▸ **TASK TO COMPLETE**: Reproduce each of the lines below verbatim, omitting the pictures.

▸ **RECORD LIST**:
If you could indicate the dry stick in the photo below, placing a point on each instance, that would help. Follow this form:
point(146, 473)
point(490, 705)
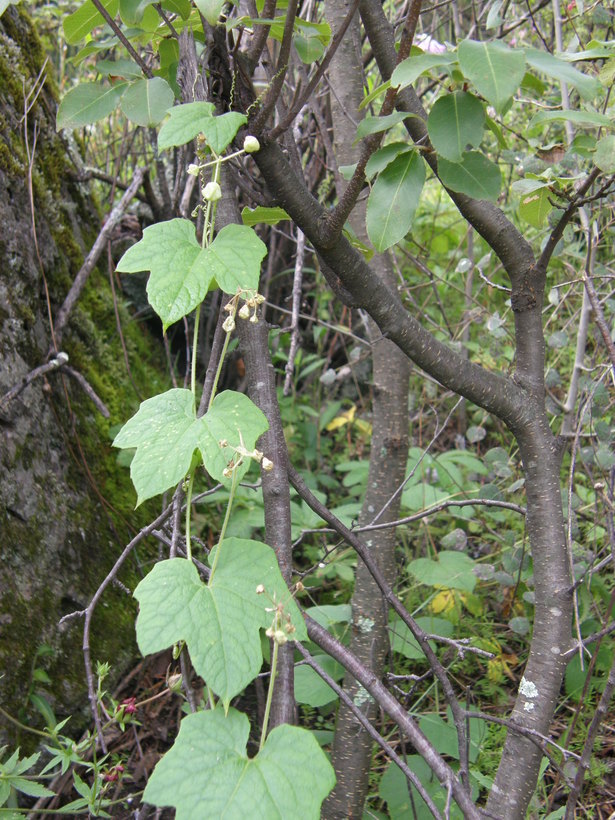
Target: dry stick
point(87, 389)
point(371, 731)
point(123, 39)
point(396, 712)
point(599, 315)
point(88, 612)
point(393, 601)
point(600, 713)
point(59, 361)
point(92, 257)
point(294, 322)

▸ **THE REPLY**:
If you could indicate the dry stick in the photo below, placing a point on each instance, that would help. Follow this form:
point(146, 473)
point(490, 705)
Target: dry stick
point(87, 389)
point(371, 731)
point(123, 39)
point(396, 712)
point(599, 315)
point(88, 612)
point(393, 601)
point(600, 713)
point(59, 361)
point(92, 257)
point(294, 322)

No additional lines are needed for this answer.